Où trouvait-elle des forces si soutenues dans un état si débile ? Nul doute à cet égard. Son assiduité au choeur où elle restait à genoux des heures entières, encore ces derniers mois, nous montre la source où elle puisait cette indomptable énergie. Le Bon Maître ne se laissant pas vaincre en générosité soutenait sa fidèle servante dont la constance était d'autant plus remarquable que les consolations spirituelles furent plus rarement son partage.

Vint un jour où elle dut s'arrêter, ce fut le 11 février. Notre chère Soeur fut subitement et gravement atteinte. Mardi dernier nous crûmes prudent de lui faire donner l'Extrême- Onction, qu'elle reçut avec un profond sentiment de reconnaissance et de joie sainte. Aux craintes de la mort et des jugements divins qui avaient été l'épreuve la plus continue et la plus douloureuse de sa vie, succéda tout à coup une confiance illimitée en la bonté de Dieu, et comme nous l'exhortions à l'abandon,elle nous répondit d'un ton convaincu : « Oh ! ma Mère, c'est faire injure à Notre-Seigneur que de se tourmenter ! »

Données fournies:
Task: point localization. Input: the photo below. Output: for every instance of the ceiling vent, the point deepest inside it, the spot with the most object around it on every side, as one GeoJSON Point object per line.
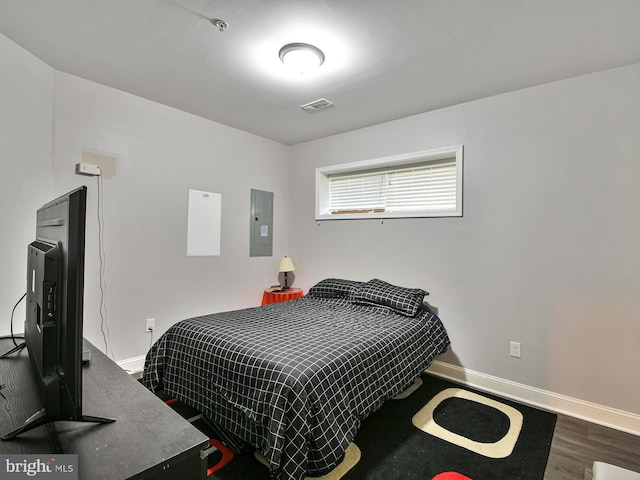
{"type": "Point", "coordinates": [316, 105]}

Objectif 1: Reproduisez le passage de l'extrait source situé entre « Où trouvait-elle des » et « rarement son partage. », ces deux segments compris.
Objectif 2: D'après l'extrait source, à quelle date la Soeur dut-elle s'arrêter ?

Réponse écrite 1:
Où trouvait-elle des forces si soutenues dans un état si débile ? Nul doute à cet égard. Son assiduité au choeur où elle restait à genoux des heures entières, encore ces derniers mois, nous montre la source où elle puisait cette indomptable énergie. Le Bon Maître ne se laissant pas vaincre en générosité soutenait sa fidèle servante dont la constance était d'autant plus remarquable que les consolations spirituelles furent plus rarement son partage.

Réponse écrite 2: Le 11 février.